Every entry is to be set down a second time, precisely as written.
** Source information follows **
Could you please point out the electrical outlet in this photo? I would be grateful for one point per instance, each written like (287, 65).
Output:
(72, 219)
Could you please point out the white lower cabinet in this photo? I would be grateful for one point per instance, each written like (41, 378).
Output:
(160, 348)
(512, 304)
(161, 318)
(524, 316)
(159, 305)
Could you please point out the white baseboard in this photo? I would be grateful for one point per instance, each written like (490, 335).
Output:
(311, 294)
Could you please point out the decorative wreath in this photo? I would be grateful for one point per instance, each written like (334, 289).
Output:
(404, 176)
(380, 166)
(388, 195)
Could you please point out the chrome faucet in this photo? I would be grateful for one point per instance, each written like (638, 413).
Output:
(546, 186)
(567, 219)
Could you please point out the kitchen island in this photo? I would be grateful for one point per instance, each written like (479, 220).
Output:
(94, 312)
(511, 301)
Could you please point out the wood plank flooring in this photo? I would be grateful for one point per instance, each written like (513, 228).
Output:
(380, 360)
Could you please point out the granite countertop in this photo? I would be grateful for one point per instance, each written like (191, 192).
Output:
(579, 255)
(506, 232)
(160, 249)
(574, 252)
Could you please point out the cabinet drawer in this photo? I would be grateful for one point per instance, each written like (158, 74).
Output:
** End of Source information **
● Response to this task
Could you please point out the electrical outlet in this photo? I would be grateful for one point per instance, each written like (287, 65).
Output:
(72, 219)
Could you please point out the white lower cabinet in this photo? I would be grateful for one point per instance, each written like (41, 378).
Output:
(160, 348)
(512, 304)
(161, 318)
(524, 316)
(159, 305)
Could you please point out the white baseboard in this photo? I would be grateful for one point per instance, each written like (490, 335).
Output:
(311, 294)
Could you please point out the decorative wreath in this photo? I would be grateful for one point per instance, each written like (334, 289).
Output:
(404, 176)
(380, 166)
(388, 195)
Could you please point out the chrome faucet in this photo? I would be grateful for one point per instance, each written like (638, 413).
Output:
(546, 186)
(567, 219)
Could you please point out the kitchen island in this photo? I would be grateful for one point per instance, each written like (479, 220).
Output:
(94, 312)
(511, 301)
Could you please point out the wood plank flooring in this photo? I would be grateful for one point per instance, each written like (513, 228).
Output:
(380, 360)
Could you please point out the granite countertop in this photo? I would be grateful for one point per instance, each written like (191, 192).
Output:
(579, 255)
(506, 232)
(160, 249)
(574, 252)
Could you please point out the cabinet drawer in this photo? I would be grateful for one point per instance, each written like (158, 74).
Output:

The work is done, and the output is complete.